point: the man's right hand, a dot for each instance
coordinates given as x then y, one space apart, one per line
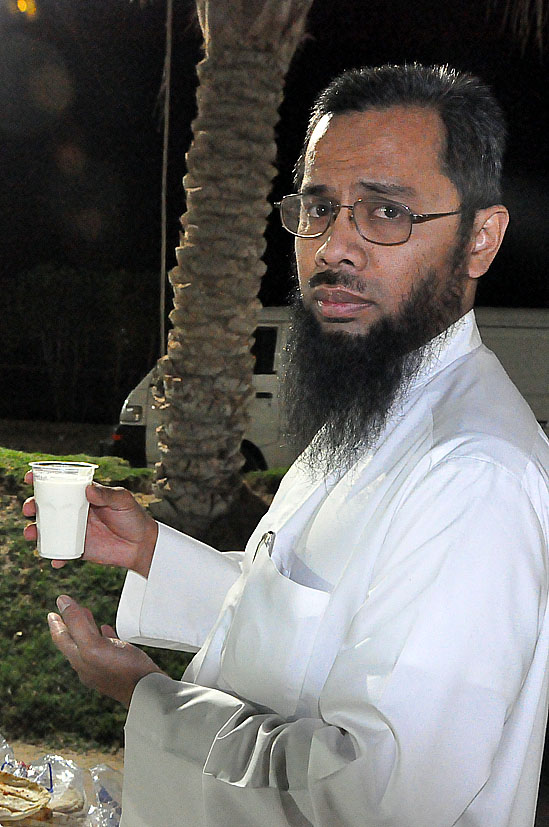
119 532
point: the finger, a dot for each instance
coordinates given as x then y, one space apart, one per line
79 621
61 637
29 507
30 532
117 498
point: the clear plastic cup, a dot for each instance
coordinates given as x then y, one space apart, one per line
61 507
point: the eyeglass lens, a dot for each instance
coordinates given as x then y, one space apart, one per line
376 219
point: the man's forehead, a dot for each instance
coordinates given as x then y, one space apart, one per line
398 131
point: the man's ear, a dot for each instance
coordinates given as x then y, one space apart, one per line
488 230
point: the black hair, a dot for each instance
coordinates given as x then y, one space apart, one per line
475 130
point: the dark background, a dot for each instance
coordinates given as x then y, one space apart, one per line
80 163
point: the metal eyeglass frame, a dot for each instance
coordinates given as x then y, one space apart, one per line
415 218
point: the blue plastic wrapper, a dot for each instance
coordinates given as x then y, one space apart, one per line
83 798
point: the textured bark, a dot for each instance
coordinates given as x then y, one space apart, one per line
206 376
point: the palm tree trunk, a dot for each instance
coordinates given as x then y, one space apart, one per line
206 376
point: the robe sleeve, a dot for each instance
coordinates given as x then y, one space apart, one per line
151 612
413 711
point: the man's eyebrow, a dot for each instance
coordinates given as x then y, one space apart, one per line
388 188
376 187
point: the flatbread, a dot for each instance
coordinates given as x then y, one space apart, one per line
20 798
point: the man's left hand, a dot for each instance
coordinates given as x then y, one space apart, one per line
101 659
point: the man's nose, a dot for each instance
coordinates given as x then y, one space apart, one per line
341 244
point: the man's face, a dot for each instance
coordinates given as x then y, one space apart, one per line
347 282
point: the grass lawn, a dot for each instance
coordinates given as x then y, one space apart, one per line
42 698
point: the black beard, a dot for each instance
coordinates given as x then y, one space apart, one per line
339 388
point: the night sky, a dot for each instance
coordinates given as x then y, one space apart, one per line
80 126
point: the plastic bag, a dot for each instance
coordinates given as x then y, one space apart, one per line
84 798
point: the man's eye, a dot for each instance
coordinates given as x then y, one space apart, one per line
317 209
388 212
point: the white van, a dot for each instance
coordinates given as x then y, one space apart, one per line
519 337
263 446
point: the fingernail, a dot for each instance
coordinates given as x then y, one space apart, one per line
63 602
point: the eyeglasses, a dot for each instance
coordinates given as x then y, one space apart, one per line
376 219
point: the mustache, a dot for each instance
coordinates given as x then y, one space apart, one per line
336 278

• • •

| EXERCISE DIRECTIONS |
Quote the listing above in full, except for the pictures.

| ANSWER TO THIS EXERCISE |
point: the man's right hand, a dot for each instance
coordinates given as x then y, one space apart, one per line
119 532
point: the finger, a dot for each instance
coordinates given as x then y, one space apart, one per line
79 621
61 637
29 507
30 532
117 498
point: the clear plastic cup, a dot for each instance
coordinates given as x then y, one space apart, one per line
61 507
point: the eyeglass lens, a dot for each instance
coordinates given as x then y, one space apart, one per line
376 219
point: the man's forehead, a dot for each instance
coordinates given as x then y, one space apart, one per line
398 131
point: the man's ear, a dot for each instance
coordinates given as x then y, one space apart, one per line
488 230
point: the black hair, a dot for each instance
coordinates given as x then y, one space apart, one per line
475 130
point: the dark background, a dot for each instance
coordinates given as x then y, one space apart, one per line
80 163
point: the metal eyeglass frame, a dot for each instance
coordinates given as x then y, one space apart, one per line
415 218
point: the blue plastic wrapper, a dot for each instance
coordinates given as x then y, one space apart, one per line
83 798
point: the textured bark, a dot for each instance
coordinates given as x then y, one space apart, one per line
206 376
point: the palm tree trunk, a dot for each instance
coordinates given as x then y, one space apart, one per line
206 376
point: the robe sleeve, a dot for each instance
coordinates given as x then y, one space apart, one per line
151 612
413 711
point: the man's eyebrow, a dot for each instance
coordinates given as x then y, one space apart, one per line
388 188
376 187
point: the flatbread, a dot for each instance
coordinates given as x then y, one space apart, one per line
20 798
point: the man's left hand, a dot for each instance
coordinates given as x then y, one space apart, one per line
101 659
point: the man's nose, a dot for each instance
coordinates given as x then y, one space apart, one per line
341 244
point: the man's face, a dot for each instance
coordinates given as x then y, one space apart, one per line
347 282
point: the grass lawn, a dot for each instance
coordinates given as x then y, one space apart, one per line
42 698
point: the black beard, a dot for each instance
coordinates given as x then y, one space apart, one per line
339 388
point: the night sky, a dot for each instance
coordinates given as x then y, one space apart, one per line
80 126
point: the plastic bag, a dot for each instance
coordinates given as x then y, one space apart, one per line
84 798
point: the man's eye, a dot for each instance
coordinates given as x then y, one space apart, one per line
317 209
388 212
point: the white van, a dot for each instance
coordinates given as x then y, one space apart, one per line
519 337
263 446
point: the fingernail, a dot for each instance
coordinates given as x then y, one space apart, one per line
63 602
point: the eyeglasses, a dot for each instance
coordinates given as x then y, one space apart, one per line
376 219
point: the mustache, a dot for each instance
coordinates given as x then y, one space apart, one per line
336 278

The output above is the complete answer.